+++ Information provided +++
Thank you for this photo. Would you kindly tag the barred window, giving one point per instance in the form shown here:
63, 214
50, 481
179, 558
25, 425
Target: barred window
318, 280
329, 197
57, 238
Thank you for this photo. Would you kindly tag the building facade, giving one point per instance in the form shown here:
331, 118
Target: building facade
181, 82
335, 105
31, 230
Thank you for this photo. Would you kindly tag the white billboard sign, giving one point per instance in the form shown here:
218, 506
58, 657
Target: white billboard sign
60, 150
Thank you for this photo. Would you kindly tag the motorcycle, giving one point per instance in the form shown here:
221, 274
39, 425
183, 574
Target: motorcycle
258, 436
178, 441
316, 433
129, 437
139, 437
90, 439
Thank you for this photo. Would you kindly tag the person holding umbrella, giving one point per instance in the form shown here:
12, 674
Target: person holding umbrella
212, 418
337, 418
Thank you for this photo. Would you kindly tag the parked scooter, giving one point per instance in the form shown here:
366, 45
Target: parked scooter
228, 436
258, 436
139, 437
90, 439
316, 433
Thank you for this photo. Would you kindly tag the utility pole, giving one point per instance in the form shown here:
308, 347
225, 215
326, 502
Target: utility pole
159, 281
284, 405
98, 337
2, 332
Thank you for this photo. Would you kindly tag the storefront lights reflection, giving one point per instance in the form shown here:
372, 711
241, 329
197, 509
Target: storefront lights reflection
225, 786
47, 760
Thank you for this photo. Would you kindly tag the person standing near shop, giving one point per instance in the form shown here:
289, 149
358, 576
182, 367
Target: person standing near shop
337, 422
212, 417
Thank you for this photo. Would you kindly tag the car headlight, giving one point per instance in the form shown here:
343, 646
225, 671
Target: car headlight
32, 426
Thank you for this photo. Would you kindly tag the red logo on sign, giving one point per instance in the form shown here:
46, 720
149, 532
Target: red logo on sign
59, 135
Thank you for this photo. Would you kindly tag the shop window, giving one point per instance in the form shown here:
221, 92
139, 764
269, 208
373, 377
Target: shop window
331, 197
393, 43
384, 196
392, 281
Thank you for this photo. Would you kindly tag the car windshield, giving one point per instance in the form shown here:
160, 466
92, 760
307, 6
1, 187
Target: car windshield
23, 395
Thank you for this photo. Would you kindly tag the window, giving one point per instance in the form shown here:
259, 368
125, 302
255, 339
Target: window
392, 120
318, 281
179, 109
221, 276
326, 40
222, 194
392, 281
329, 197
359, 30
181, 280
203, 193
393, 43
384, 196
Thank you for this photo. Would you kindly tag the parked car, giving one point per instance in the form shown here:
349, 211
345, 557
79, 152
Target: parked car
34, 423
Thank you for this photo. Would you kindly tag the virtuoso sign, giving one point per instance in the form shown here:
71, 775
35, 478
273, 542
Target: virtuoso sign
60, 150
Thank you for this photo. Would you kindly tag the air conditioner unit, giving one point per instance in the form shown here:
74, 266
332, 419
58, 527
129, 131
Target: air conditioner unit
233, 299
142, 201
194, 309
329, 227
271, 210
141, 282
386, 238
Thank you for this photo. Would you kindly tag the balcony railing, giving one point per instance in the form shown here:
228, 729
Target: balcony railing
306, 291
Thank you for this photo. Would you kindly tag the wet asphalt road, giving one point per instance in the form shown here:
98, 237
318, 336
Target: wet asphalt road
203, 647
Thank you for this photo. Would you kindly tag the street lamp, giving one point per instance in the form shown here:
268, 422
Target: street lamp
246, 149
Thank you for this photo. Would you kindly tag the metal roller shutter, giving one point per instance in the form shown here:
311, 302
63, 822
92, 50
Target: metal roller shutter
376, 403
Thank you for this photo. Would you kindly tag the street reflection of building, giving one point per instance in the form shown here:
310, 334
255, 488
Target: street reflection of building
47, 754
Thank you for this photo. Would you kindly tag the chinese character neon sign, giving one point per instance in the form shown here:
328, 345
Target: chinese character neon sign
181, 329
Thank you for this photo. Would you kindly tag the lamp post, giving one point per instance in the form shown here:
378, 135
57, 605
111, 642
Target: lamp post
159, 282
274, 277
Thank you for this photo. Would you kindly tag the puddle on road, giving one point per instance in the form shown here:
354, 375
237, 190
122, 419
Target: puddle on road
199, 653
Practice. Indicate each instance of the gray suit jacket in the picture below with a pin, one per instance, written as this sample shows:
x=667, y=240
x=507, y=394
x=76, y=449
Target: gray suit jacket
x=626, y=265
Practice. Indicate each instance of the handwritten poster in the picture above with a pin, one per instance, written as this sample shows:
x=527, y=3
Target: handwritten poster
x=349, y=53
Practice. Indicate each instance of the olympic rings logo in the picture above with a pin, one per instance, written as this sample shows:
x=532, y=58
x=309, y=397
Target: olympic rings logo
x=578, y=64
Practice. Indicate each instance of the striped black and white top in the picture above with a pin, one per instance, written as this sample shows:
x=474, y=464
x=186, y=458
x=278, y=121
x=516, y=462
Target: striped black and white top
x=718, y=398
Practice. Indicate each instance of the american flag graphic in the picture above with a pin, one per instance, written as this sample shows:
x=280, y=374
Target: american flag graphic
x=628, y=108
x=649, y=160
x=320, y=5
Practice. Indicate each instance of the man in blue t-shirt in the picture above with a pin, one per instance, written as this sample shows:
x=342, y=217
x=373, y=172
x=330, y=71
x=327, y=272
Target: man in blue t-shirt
+++
Reproduce the stretch of rows from the one containing "Practice. Indicate each instance of the gray" through the end of the rows, adding 133 to every coordinate in the answers and leaving all other text as it is.

◆ Solution for this task
Practice. Indicate each instance of the gray suit jacket in the picture below with a pin, one per instance, written as this sample shows:
x=667, y=240
x=507, y=394
x=76, y=449
Target: gray suit jacket
x=759, y=398
Practice. Indicate each instance of the handwritten poster in the picture above with a pin, one per instance, written as this sample shows:
x=527, y=3
Target: handwritten poster
x=482, y=186
Practice. Indicate each instance of the olympic rings logo in the picture above with a pin, one per instance, written as this sample shows:
x=532, y=58
x=309, y=397
Target: olympic rings logo
x=711, y=197
Practice. Indicate each instance of the striped black and white top in the picture above with a pin, one per instance, written as this sample shows:
x=474, y=464
x=186, y=458
x=278, y=121
x=516, y=462
Target: striped black and white top
x=851, y=531
Practice. Indicate each instance of the american flag graphic in the picture above with a pin, one per instance, written as this sample shows:
x=280, y=374
Target: american flag graphic
x=761, y=241
x=782, y=293
x=453, y=138
Practice. Indicate each instance of the man in blue t-shirt in the picture above with a pin, one per instance, written as this sample shows:
x=342, y=217
x=373, y=172
x=330, y=71
x=327, y=272
Target: man in blue t-shirt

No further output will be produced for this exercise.